■ Task goal
Among the following entries, say how many lines contain the word "face"; the answer is a number and nothing else.

■ Provided entries

######

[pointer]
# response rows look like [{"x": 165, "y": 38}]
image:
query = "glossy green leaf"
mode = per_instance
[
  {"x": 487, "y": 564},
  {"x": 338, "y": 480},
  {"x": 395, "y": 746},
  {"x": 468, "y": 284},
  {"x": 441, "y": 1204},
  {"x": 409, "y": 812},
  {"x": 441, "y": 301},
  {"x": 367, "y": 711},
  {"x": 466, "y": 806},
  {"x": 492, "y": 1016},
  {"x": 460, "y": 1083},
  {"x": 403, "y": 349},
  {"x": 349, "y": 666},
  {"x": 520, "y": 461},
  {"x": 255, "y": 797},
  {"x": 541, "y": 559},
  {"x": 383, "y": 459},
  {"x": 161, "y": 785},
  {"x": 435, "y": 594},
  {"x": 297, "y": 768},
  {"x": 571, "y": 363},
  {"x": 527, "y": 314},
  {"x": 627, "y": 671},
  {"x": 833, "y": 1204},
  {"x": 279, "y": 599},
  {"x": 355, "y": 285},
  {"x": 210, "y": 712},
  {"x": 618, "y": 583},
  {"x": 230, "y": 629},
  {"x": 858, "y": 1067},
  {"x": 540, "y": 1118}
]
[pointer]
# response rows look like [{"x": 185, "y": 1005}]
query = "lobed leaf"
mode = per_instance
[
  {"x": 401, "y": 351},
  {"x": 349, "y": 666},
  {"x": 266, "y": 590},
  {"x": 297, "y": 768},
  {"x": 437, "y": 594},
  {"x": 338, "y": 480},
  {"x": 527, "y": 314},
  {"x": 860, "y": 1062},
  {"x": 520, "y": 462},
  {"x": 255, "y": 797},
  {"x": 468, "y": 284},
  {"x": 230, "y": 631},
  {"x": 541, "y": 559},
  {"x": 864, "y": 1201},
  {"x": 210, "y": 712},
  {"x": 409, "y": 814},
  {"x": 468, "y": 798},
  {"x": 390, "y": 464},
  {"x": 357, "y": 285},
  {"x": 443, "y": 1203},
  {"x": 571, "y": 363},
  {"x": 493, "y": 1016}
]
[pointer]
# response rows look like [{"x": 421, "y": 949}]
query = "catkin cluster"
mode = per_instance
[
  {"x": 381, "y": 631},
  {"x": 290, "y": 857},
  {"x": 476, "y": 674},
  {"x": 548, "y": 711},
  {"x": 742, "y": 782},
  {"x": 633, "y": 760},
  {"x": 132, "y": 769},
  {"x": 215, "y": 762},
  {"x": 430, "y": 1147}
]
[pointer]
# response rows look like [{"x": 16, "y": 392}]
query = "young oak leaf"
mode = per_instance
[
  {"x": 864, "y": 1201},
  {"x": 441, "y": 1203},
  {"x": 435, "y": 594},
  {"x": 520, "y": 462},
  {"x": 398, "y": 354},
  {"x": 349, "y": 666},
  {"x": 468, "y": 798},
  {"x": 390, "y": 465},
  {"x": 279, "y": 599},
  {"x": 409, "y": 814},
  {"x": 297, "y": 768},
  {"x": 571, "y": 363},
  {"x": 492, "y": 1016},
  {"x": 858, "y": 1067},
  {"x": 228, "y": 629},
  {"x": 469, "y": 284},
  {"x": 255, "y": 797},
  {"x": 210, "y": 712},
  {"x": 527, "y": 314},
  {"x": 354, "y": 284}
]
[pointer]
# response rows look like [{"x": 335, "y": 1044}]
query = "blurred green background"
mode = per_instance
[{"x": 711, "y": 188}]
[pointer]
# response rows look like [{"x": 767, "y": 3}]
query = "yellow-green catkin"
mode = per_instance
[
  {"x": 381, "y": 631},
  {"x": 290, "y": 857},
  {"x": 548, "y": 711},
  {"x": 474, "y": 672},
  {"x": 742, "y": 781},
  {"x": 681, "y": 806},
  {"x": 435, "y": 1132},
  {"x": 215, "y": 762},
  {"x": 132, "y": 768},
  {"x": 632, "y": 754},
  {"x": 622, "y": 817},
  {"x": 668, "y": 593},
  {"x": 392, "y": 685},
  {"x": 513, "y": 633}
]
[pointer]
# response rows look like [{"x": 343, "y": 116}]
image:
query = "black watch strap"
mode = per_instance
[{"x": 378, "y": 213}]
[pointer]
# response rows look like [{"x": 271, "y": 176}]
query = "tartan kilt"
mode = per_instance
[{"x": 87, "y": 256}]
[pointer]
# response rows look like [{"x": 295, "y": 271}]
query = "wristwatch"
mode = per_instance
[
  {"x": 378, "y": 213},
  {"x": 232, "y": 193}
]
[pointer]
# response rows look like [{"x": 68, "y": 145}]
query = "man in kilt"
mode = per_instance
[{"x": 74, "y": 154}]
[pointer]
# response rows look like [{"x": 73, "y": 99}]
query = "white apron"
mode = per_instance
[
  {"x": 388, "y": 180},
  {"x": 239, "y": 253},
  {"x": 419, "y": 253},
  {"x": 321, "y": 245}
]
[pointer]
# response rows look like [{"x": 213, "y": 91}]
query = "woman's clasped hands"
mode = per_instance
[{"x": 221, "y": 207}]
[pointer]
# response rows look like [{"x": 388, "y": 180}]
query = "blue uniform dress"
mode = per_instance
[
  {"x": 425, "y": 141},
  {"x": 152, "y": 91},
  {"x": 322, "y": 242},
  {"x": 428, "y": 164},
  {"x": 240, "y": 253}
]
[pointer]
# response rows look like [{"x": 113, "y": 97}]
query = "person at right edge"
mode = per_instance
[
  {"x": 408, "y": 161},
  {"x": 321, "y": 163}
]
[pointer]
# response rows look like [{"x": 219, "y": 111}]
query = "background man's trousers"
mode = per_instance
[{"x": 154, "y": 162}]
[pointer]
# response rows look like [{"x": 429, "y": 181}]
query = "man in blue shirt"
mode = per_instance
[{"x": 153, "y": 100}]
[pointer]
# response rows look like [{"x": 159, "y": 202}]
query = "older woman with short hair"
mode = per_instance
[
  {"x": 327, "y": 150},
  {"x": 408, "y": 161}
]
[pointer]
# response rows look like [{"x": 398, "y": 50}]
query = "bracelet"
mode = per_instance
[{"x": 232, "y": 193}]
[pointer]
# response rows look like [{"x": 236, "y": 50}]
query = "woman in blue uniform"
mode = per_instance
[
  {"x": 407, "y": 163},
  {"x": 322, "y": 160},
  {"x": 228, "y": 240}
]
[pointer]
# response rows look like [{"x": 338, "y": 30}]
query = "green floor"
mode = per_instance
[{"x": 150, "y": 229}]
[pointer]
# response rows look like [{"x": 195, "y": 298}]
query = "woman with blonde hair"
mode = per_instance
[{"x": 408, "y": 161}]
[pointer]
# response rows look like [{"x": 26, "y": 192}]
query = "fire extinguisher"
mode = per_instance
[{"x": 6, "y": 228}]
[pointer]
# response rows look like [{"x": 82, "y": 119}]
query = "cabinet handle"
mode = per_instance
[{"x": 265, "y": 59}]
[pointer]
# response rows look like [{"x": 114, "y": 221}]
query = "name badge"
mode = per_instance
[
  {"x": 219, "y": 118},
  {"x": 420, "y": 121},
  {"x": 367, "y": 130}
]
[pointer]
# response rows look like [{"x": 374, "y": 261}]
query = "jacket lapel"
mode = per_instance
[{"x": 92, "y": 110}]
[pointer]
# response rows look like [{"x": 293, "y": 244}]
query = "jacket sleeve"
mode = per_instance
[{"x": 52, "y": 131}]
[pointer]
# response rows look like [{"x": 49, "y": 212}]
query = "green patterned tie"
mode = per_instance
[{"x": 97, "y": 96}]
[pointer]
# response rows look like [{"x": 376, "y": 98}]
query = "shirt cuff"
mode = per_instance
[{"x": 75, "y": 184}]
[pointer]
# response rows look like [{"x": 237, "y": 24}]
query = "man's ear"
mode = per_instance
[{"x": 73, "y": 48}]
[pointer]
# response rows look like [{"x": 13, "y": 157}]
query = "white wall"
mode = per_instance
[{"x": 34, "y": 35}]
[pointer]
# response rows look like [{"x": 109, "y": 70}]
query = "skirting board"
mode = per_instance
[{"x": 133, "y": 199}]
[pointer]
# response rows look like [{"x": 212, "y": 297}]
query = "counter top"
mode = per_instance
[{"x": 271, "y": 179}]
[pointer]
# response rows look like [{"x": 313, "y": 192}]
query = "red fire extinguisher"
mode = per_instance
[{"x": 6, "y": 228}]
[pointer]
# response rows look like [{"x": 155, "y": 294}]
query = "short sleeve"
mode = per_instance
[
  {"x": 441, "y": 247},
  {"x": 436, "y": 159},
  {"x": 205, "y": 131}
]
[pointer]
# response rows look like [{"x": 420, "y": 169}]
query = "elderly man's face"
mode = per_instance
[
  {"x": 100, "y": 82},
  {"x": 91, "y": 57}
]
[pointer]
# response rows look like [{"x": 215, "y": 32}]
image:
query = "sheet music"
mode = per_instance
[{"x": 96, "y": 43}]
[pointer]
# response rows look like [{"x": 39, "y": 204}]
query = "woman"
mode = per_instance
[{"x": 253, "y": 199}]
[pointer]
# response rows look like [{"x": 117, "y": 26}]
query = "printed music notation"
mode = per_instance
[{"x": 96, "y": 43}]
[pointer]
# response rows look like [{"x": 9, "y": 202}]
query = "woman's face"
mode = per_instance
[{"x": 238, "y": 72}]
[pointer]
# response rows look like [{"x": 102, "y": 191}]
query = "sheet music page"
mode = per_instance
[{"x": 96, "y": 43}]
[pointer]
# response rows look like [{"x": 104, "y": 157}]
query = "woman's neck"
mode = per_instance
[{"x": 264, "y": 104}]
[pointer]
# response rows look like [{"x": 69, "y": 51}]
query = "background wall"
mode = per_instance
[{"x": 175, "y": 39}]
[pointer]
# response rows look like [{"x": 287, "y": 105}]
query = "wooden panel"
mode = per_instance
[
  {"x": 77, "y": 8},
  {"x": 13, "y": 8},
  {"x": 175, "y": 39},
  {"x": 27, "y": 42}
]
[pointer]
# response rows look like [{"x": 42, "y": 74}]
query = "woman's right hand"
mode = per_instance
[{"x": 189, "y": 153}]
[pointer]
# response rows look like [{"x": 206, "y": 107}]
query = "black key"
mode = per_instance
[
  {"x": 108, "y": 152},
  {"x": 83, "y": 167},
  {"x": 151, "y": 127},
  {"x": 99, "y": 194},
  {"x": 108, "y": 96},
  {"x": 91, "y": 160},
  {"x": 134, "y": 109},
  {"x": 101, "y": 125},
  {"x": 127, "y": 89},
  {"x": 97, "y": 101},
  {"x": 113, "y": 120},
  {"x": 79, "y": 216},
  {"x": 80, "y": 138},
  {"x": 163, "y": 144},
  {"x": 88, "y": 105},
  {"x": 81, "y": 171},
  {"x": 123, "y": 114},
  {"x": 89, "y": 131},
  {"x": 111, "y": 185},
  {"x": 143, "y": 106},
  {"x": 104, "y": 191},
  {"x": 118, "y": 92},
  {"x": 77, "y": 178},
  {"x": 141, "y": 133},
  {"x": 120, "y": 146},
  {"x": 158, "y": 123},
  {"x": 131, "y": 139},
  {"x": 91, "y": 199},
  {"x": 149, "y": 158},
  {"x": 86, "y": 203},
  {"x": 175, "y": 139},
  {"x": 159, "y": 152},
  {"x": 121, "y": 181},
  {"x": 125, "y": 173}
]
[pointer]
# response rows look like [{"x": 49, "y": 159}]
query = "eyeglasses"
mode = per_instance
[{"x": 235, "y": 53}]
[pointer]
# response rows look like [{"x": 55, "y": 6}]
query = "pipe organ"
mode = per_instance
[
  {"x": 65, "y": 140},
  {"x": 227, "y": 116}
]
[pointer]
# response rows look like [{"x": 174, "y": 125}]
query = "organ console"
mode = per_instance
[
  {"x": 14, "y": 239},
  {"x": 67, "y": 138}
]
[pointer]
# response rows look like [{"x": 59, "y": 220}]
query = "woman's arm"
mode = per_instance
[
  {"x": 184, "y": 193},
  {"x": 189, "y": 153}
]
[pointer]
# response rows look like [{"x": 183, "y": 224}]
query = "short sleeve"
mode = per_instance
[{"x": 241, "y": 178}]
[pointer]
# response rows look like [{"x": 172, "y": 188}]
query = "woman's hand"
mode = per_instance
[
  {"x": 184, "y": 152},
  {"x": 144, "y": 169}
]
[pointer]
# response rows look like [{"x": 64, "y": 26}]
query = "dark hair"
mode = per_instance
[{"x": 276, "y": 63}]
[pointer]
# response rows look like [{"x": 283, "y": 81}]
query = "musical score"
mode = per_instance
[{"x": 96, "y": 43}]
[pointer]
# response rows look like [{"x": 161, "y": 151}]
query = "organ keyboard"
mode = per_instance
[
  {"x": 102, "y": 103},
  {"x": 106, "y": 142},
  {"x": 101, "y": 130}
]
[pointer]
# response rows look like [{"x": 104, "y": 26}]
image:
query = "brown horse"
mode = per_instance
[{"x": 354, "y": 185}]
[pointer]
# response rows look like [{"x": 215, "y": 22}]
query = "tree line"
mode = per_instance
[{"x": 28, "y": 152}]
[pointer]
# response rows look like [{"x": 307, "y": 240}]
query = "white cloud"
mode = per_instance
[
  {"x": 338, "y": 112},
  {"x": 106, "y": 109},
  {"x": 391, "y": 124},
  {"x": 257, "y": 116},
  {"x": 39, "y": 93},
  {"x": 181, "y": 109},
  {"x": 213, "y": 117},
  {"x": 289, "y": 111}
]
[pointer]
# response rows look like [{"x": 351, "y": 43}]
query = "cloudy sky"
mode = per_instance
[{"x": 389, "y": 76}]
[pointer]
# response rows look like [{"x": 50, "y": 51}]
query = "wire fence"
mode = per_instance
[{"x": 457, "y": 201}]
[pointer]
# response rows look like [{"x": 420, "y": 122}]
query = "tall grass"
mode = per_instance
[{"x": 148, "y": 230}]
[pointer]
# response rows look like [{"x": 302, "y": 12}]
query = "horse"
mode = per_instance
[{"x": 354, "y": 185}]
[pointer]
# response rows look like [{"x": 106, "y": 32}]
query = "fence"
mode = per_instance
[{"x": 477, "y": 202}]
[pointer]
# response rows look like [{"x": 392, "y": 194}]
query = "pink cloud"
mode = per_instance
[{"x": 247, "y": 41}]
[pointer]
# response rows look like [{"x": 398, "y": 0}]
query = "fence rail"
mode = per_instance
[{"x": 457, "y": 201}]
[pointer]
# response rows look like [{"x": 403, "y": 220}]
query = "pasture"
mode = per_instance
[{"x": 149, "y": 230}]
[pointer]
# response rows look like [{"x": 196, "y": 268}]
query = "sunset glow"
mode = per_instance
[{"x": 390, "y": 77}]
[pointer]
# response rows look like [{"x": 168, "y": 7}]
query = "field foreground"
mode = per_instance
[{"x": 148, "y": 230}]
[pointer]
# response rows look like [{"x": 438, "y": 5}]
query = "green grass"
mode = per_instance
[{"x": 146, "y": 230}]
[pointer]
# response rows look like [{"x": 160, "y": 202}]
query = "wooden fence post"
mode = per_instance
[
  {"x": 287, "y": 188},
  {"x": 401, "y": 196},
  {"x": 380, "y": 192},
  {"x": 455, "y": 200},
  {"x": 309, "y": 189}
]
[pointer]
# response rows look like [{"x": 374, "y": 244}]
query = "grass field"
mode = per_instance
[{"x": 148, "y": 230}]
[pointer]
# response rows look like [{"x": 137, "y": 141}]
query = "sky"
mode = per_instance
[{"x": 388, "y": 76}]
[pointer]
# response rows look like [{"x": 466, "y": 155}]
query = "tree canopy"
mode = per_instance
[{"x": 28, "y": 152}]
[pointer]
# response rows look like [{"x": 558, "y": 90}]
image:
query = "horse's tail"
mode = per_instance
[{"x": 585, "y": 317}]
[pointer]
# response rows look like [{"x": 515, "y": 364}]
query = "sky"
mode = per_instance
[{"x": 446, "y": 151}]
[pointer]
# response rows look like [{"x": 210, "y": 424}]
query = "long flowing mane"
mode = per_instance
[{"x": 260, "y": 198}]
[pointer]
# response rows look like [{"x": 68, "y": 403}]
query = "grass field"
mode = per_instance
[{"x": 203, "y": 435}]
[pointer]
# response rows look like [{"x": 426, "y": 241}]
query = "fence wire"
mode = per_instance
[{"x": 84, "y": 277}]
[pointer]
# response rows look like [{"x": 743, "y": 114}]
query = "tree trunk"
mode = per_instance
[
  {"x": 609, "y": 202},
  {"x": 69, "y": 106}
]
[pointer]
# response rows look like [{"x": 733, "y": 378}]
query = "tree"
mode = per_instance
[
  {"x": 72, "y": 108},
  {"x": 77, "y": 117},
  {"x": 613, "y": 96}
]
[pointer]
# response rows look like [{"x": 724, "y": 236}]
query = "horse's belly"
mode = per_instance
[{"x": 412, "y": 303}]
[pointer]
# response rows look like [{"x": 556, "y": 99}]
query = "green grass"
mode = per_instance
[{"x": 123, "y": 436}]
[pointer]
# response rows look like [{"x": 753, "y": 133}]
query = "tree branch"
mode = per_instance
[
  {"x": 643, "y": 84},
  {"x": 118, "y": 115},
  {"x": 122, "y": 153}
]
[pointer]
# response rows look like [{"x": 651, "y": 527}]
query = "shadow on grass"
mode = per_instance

######

■ Solution
2